• [Problems to work on]:
1. Please copy everything from "Here is Agamben's" down to "mastery of animals." in the Agamben review, swapping "factory farms" for "industrial farms".
2. Answer these questions using the Agamben review.
(a) At which university is Agamben a professor?
(b) In the tradition described, what is distinctively human?
(c) Where and when was the review published?

• [Provided text]:
Reviewed by Jeremy Bendik-Keymer (Department of Philosophy, The Colorado College)
Published on H-Nilas (February, 2004)
Opennness and Meaning
Opennness and Meaning
Giorgio Agamben is a professor at the University of Verona and a frequent visitor to the United States. He is a highly published philosopher in the European tradition. I see him as similar in approach to thinkers like Gianni Vattimo or Jean-Luc Nancy. His work, like theirs, is broadly political, with what we would identify as spiritual dimensions, and involves aesthetics and literature as well. Agamben and these others write books that work through our failed attunement to the world, ourselves, each other. The work performed is cultural critique, drawing on a broad and historically deep understanding of culture that sees traditions reaching back thousands of years. Agamben's translated books include The Coming Community, Homo Sacer: Sovereign Power and the Bare Life, Means without End, and Remnants of Auschwitz: The Witness and the Archive.
Here is Agamben's story. Western metaphysics has predicated what it is to be human through an oppositional distinction with animals. Humanity is not animal. Animals are non-humans. You can be beastly to humans, and that is inhumane. The opposition has been part of a technological worldview wherein we should master nature, because nature otherwise dominates us. What is distinctively human is this mastery over nature. We should tend and keep animals, and when we have an animal side to ourselves, we should oppose that. Humanity, in this tradition, grows in controlling "the animal other" within ourselves and our world. As Heidegger noted, factory farms are a natural outgrowth of such a tradition, and he thought Auschwitz was as well. Call this dimension of Western metaphysics, its mastery of animals.

[Labeled area outline entries]
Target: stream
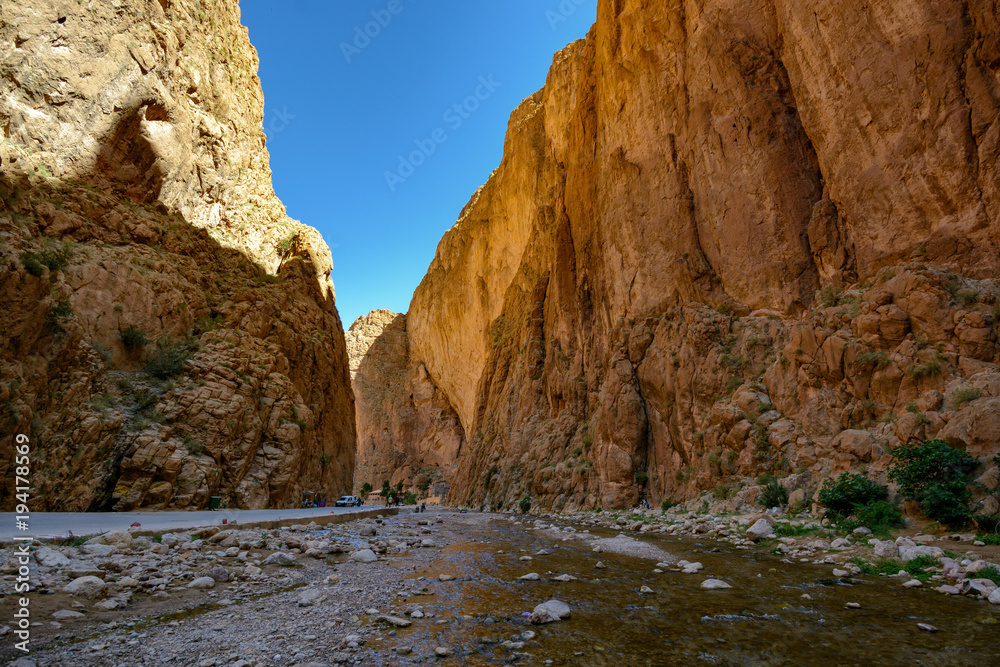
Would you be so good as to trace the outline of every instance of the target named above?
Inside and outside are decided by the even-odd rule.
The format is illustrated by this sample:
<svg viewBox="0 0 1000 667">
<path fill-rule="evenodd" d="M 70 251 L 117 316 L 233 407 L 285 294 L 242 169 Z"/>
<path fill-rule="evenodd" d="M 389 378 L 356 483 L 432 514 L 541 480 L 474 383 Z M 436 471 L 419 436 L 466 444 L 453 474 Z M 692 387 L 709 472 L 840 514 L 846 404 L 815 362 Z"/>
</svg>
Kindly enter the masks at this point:
<svg viewBox="0 0 1000 667">
<path fill-rule="evenodd" d="M 594 553 L 589 540 L 572 535 L 562 539 L 505 520 L 480 525 L 486 528 L 470 529 L 464 544 L 447 547 L 413 574 L 456 577 L 435 586 L 435 595 L 408 599 L 453 620 L 435 632 L 402 629 L 395 645 L 413 646 L 414 655 L 447 645 L 455 650 L 451 664 L 497 665 L 511 661 L 511 650 L 498 642 L 531 630 L 536 636 L 517 664 L 1000 665 L 1000 608 L 983 601 L 904 589 L 889 578 L 841 580 L 830 566 L 783 563 L 763 550 L 643 534 L 638 539 L 671 554 L 668 561 L 705 566 L 698 574 L 654 573 L 655 560 Z M 542 550 L 551 553 L 535 555 Z M 525 555 L 532 560 L 518 560 Z M 605 569 L 595 568 L 598 560 Z M 541 580 L 517 579 L 529 572 Z M 550 580 L 561 574 L 578 580 Z M 732 588 L 700 588 L 708 578 Z M 642 586 L 654 593 L 640 594 Z M 551 598 L 568 603 L 572 617 L 529 626 L 522 614 Z"/>
</svg>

• [Solutions for each task]:
1.
Here is Agamben's story. Western metaphysics has predicated what it is to be human through an oppositional distinction with animals. Humanity is not animal. Animals are non-humans. You can be beastly to humans, and that is inhumane. The opposition has been part of a technological worldview wherein we should master nature, because nature otherwise dominates us. What is distinctively human is this mastery over nature. We should tend and keep animals, and when we have an animal side to ourselves, we should oppose that. Humanity, in this tradition, grows in controlling "the animal other" within ourselves and our world. As Heidegger noted, industrial farms are a natural outgrowth of such a tradition, and he thought Auschwitz was as well. Call this dimension of Western metaphysics, its mastery of animals.

2.
(a) The University of Verona.
(b) Mastery over nature.
(c) On H-Nilas, in February 2004.